Pointing dataset excerpts:
* Start *

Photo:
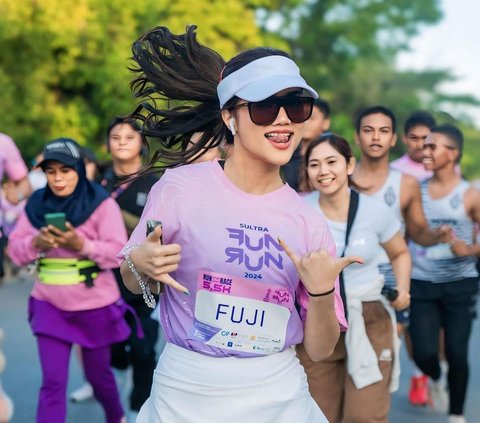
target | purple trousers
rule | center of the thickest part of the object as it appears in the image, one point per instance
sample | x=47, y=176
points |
x=54, y=358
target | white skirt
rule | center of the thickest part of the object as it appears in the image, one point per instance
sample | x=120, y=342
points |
x=189, y=387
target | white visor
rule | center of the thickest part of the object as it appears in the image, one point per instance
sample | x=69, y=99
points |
x=261, y=79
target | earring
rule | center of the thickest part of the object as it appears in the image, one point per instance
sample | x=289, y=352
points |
x=232, y=126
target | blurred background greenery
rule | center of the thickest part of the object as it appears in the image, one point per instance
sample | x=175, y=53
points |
x=64, y=63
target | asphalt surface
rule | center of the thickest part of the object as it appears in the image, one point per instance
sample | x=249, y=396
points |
x=22, y=377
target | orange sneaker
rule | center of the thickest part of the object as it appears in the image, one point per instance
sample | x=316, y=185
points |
x=418, y=394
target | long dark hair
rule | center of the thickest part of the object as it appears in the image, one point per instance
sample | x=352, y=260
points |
x=177, y=80
x=340, y=144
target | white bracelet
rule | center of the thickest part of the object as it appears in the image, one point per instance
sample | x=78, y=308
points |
x=146, y=293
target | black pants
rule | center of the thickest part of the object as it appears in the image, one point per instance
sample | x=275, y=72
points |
x=137, y=352
x=140, y=354
x=449, y=305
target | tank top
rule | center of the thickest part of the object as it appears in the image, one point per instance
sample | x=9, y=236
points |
x=437, y=263
x=389, y=194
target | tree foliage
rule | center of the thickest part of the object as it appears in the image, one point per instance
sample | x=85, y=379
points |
x=347, y=50
x=64, y=63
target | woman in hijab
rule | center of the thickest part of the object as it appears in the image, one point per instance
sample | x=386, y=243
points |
x=75, y=299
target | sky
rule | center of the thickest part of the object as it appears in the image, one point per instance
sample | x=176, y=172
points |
x=453, y=43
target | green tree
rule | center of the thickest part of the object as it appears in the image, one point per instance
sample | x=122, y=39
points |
x=347, y=51
x=64, y=63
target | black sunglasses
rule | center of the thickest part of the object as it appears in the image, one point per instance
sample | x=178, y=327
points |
x=298, y=109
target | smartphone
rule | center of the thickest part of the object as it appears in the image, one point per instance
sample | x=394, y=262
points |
x=151, y=225
x=57, y=220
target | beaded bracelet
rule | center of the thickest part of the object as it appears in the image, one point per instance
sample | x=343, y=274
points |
x=144, y=284
x=322, y=294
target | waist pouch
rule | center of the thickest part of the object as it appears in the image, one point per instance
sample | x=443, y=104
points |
x=67, y=271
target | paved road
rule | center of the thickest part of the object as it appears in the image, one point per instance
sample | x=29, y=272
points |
x=22, y=375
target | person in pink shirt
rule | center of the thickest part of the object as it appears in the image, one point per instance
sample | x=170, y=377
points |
x=237, y=248
x=75, y=299
x=13, y=190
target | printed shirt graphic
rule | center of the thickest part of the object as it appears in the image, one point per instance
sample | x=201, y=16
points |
x=374, y=224
x=231, y=262
x=437, y=263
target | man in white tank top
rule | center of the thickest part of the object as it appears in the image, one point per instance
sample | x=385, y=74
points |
x=375, y=135
x=444, y=277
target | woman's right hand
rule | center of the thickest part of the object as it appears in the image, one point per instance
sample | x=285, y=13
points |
x=157, y=260
x=45, y=240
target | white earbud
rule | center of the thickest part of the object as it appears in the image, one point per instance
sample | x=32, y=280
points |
x=231, y=125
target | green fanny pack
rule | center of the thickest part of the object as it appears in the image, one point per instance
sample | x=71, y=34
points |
x=67, y=271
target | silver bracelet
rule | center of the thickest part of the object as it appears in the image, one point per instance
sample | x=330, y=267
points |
x=146, y=293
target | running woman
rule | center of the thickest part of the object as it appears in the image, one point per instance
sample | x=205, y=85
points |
x=75, y=299
x=230, y=341
x=354, y=383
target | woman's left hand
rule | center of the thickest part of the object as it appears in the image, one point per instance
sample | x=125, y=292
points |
x=67, y=239
x=318, y=269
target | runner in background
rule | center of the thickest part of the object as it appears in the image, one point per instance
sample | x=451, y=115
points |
x=15, y=189
x=75, y=299
x=354, y=383
x=318, y=124
x=416, y=129
x=444, y=277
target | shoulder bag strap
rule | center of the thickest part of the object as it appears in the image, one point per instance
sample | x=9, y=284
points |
x=352, y=211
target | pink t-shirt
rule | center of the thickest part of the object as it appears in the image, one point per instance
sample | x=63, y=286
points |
x=104, y=233
x=406, y=165
x=242, y=283
x=11, y=164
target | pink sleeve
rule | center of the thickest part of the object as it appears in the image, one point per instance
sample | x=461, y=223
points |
x=20, y=248
x=139, y=233
x=302, y=295
x=14, y=166
x=111, y=235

* End *

#### TASK INSTRUCTIONS:
Reproduce the whole listing above word for word, but leave out the pictures.

#### EXERCISE RESPONSE:
Photo:
target | purple trousers
rule | center of the thickest part of the object as it appears in the image, one point per instance
sample | x=47, y=176
points |
x=54, y=358
target | white skirt
rule | center of the thickest part of the object as it appears in the image, one point per instance
sample | x=120, y=342
points |
x=189, y=387
target | white visor
rule | center of the thickest part of the object as it appears in the image, one point per instance
sample | x=69, y=99
points |
x=261, y=79
target | earring
rule | center of the thickest part of the object as it appears in the image, one point per instance
sample | x=289, y=352
points |
x=232, y=126
target | blurred background greenery
rule | center of the thickest part of the object as it appears in the image, one point per instance
sample | x=175, y=53
points |
x=64, y=63
target | asphalt surface
rule | center of the thickest part of the object as it appears in the image, one point per instance
sample | x=249, y=396
points |
x=22, y=377
target | orange sneaker
rule | center of the thickest part of the object as it appears in the image, one point per instance
sample | x=316, y=185
points |
x=418, y=394
target | long dark hair
rule | center of the thickest part of the object as it appears in the image, one point per instance
sample | x=352, y=260
points |
x=177, y=80
x=340, y=144
target | white bracelet
rule | center of the thickest part of the object as it appears in the image, one point per instance
sample | x=78, y=308
points |
x=146, y=293
target | black pants
rule | center of the thickest part of the object as it appears in the image, one point per instance
sample | x=275, y=72
points |
x=137, y=352
x=140, y=354
x=449, y=305
target | tank top
rule | center of the thickest part of the object as it appears in the image, one point per instance
sample | x=9, y=236
points |
x=437, y=263
x=389, y=194
target | tree foliage
rule | center of the thickest part of the object as it appears in the image, one point per instance
sample | x=85, y=379
points |
x=347, y=50
x=64, y=63
target | woman in hijab
rule | center of the thickest part of the object as it appears in the image, one point per instance
sample | x=386, y=243
points |
x=75, y=299
target | sky
rule | center of the thickest part of the object as it appears in the image, one point per instance
sample | x=176, y=172
points |
x=453, y=43
target | green tree
rule | center of the thickest part of the object as it appears in the image, one point per instance
sample | x=122, y=39
points |
x=347, y=51
x=64, y=63
target | black sunglasses
rule | center of the thickest part of the object as it appears in the image, one point per instance
sample | x=178, y=327
points |
x=298, y=109
target | smartphone
rule | center of the thickest part of the object as it appears in the image, one point per instance
sample | x=394, y=262
points |
x=151, y=225
x=57, y=220
target | beaded bracelet
rule | center of the thickest part of the object as it appears in the image, one point per instance
sample | x=343, y=274
points |
x=144, y=284
x=322, y=294
target | waist pouch
rule | center of the thickest part of the object as it appears in the image, one point per instance
sample | x=443, y=104
points |
x=67, y=271
target | paved road
rule | center of the thickest part of the object as it appears in the image, one point per instance
sample | x=29, y=272
points |
x=22, y=375
target | person in pink shirt
rule | center of the thickest part of the object as it appears in the image, one point per instance
sample | x=170, y=377
points |
x=237, y=248
x=75, y=299
x=13, y=190
target | printed shirt graphic
rule | center of the thickest part of the object as it appears in the image, one point per instance
sample | x=201, y=16
points |
x=374, y=224
x=231, y=262
x=437, y=263
target | man in white tank top
rule | center of the thickest part of the object as it appears in the image, one point per instance
sample | x=385, y=74
points |
x=375, y=135
x=444, y=277
target | woman's right hand
rule | center of the thickest part of the object as it appears in the image, one point per instance
sample | x=285, y=13
points |
x=157, y=260
x=45, y=240
target | white earbud
rule | center of the thickest part of the object as it appears in the image, one point per instance
sample | x=32, y=280
points |
x=231, y=125
target | green fanny pack
rule | center of the thickest part of the object as it appears in the image, one point per instance
sample | x=71, y=34
points |
x=67, y=271
target | silver bracelet
rule | center of the thickest part of the object as it appears in the image, one point per instance
sample | x=330, y=267
points |
x=146, y=293
target | running woman
rule | center of the thickest part of the object as it appears in the image, one point per instance
sample | x=205, y=85
points |
x=75, y=299
x=230, y=341
x=354, y=383
target | woman's left hand
rule | center of the thickest part of the object as it appears in the image, one point per instance
sample | x=125, y=292
points |
x=67, y=239
x=318, y=269
target | runner in background
rule | center of the thickest part of the object as it appears in the image, one point per instance
sample | x=451, y=115
points |
x=15, y=189
x=75, y=299
x=354, y=383
x=318, y=124
x=416, y=129
x=444, y=277
target | shoulder bag strap
rule | center of the thickest part of the object as it appears in the image, one point per instance
sample | x=9, y=284
points |
x=352, y=211
target | pink t-shirt
rule | center of the thickest part of the object as it appears in the image, one point per instance
sample | x=63, y=286
points |
x=104, y=233
x=406, y=165
x=242, y=283
x=11, y=164
target | pink sleeve
rule | center of the thickest part of the object as it appears in the image, one point per instance
sample | x=461, y=223
points |
x=20, y=248
x=139, y=233
x=302, y=295
x=14, y=166
x=111, y=235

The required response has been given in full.